[Exercise brief]:
Convert the lines below into a JSON array of strings, one string per line, skipping any blank lines.

(begin)

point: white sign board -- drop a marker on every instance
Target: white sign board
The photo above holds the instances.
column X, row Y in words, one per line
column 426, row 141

(end)

[Written solution]:
[
  "point: white sign board -- drop a marker on every instance",
  "Target: white sign board",
  "The photo above holds the instances.",
  "column X, row Y in words, one per line",
  "column 426, row 141"
]